*WHAT YOU ARE ASKED TO DO:*
Reproduce the items in full, beginning at the line that contains "The scan above contains the person's right" and stopping after the line that contains "[42,136,271,492]". Leave the wording unchanged, but rescale each bounding-box coordinate in the answers by multiplying it by 1.65 and rounding to the nearest whole number, with halves rounded up.

*EXERCISE DATA:*
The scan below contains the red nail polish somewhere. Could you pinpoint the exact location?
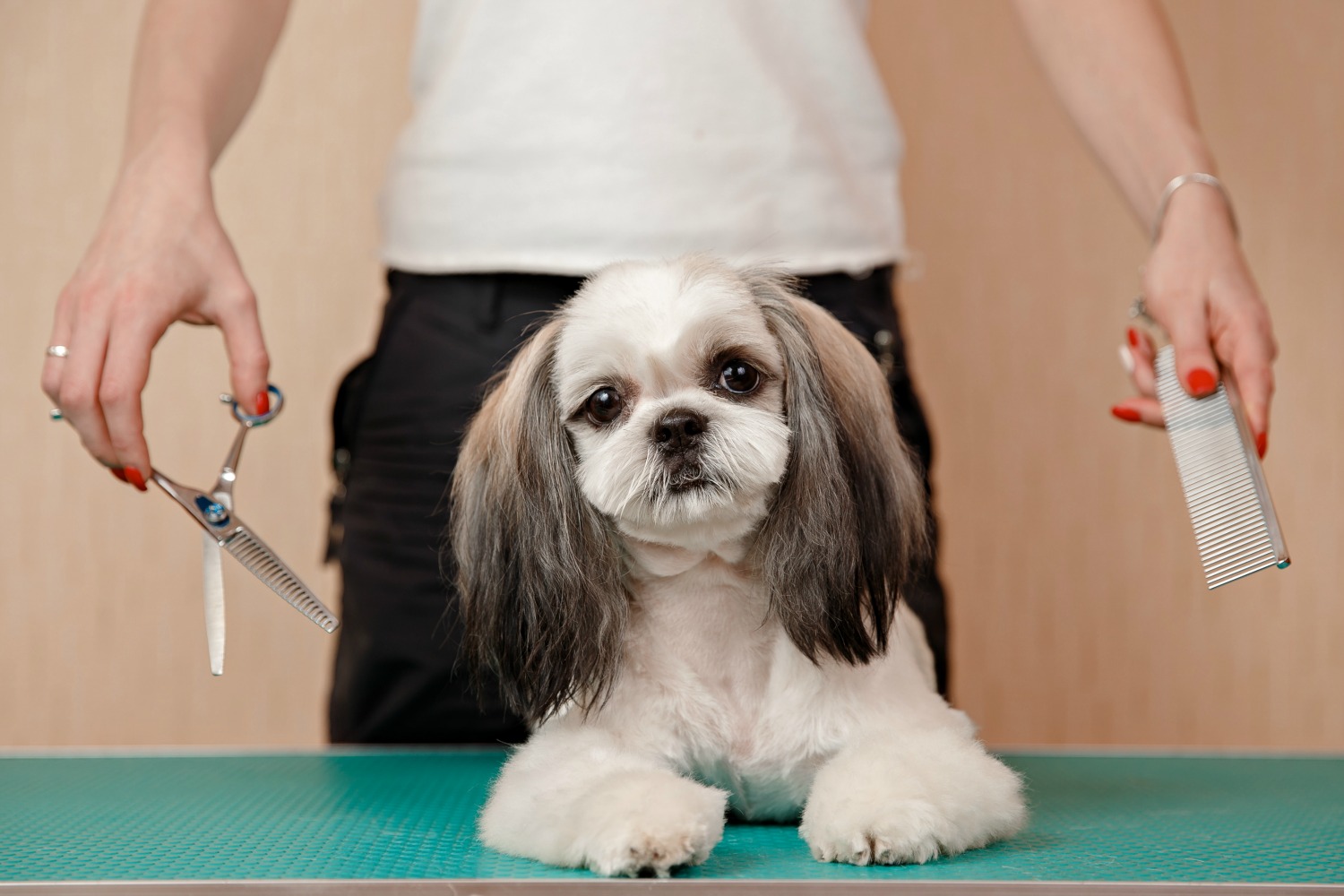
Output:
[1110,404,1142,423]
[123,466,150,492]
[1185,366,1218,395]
...
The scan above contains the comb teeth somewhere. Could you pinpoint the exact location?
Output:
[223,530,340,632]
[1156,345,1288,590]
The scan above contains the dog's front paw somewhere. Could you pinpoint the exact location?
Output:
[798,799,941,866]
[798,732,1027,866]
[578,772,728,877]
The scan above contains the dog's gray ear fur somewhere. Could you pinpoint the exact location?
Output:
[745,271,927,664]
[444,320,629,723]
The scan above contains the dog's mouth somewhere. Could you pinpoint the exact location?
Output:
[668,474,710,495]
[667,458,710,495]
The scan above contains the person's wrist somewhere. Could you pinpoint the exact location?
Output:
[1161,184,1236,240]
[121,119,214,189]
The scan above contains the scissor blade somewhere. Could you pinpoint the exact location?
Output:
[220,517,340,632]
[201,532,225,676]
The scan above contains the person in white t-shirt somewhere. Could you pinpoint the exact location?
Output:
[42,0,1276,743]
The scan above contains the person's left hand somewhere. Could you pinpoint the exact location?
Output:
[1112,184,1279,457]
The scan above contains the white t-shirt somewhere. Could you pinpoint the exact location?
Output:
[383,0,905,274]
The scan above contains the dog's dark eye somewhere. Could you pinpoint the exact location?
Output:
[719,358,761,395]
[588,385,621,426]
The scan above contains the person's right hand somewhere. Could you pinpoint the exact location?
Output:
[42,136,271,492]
==
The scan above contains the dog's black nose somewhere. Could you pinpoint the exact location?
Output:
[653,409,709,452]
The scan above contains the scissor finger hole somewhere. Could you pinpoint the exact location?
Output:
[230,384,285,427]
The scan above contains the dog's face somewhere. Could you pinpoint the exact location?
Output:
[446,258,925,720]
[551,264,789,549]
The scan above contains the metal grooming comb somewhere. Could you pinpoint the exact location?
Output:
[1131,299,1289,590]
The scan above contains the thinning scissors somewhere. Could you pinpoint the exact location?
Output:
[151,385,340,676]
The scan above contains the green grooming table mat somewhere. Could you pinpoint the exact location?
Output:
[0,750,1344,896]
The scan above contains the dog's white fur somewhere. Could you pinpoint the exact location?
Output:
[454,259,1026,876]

*RESPONSE TO THE EXERCISE:*
The scan above contains the person's right hand somewhere. Could you pinpoint the exact location?
Output:
[69,224,447,812]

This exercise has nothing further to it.